▸ Exercise directions
Copy the entries below word for word, beginning at the line that contains "You are given a photograph. For the roof" and continuing through the last line of the entries.

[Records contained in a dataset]
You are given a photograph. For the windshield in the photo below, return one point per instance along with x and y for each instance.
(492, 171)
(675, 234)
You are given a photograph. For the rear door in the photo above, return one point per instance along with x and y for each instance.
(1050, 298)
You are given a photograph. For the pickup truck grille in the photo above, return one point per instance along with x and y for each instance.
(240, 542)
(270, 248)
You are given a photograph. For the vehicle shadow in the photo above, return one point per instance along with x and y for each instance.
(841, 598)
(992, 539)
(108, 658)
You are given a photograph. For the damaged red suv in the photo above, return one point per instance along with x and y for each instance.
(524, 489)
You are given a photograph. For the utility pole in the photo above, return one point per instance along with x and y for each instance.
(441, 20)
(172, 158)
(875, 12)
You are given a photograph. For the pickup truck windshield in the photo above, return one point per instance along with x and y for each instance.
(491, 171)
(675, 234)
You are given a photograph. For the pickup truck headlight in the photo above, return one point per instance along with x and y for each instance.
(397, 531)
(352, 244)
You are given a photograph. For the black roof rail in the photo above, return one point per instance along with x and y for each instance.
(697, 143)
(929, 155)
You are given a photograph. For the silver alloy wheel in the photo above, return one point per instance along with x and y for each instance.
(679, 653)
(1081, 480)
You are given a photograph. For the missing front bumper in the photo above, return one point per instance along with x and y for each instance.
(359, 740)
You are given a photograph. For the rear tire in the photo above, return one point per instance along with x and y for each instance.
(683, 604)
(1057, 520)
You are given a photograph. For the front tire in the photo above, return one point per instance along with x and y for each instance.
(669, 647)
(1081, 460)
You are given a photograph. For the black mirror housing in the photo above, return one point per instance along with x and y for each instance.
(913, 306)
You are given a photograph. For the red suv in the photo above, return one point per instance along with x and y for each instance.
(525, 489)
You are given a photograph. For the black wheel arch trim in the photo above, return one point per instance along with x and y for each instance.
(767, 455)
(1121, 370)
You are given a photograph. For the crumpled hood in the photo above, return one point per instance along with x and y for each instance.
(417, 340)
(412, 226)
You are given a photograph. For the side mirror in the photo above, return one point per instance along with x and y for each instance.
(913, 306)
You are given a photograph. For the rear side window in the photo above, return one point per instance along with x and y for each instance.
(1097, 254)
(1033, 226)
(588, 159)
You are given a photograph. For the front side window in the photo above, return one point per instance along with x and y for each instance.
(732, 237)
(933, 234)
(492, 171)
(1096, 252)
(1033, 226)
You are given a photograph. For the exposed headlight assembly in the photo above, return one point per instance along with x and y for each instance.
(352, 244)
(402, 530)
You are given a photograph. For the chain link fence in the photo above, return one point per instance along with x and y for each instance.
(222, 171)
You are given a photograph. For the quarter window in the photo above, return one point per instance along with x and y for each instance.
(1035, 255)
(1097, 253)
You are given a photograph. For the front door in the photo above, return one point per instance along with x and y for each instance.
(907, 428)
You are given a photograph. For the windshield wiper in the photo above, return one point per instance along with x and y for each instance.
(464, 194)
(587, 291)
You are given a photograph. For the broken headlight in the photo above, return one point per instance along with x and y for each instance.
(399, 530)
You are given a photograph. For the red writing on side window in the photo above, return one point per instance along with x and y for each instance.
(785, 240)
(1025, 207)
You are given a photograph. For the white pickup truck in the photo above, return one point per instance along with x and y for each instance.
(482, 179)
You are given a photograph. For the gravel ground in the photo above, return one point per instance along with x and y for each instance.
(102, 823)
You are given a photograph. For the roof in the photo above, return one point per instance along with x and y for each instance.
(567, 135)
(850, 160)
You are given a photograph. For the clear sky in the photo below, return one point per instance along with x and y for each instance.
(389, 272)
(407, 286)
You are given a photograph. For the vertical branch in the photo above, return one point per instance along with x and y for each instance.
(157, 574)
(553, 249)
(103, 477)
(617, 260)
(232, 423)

▸ Task output
You are given a photograph. For the roof in the photo above, return one point per instance along with x and y for each instance.
(567, 135)
(850, 160)
You are given a photograph. For the clear sky in the photo below, return one point per instance along with x and y for each instance.
(389, 272)
(407, 286)
You are given a photograph. For the vertical branch in the photo above, return one point per instance along with x and y for each instance.
(157, 574)
(553, 249)
(103, 477)
(617, 260)
(232, 423)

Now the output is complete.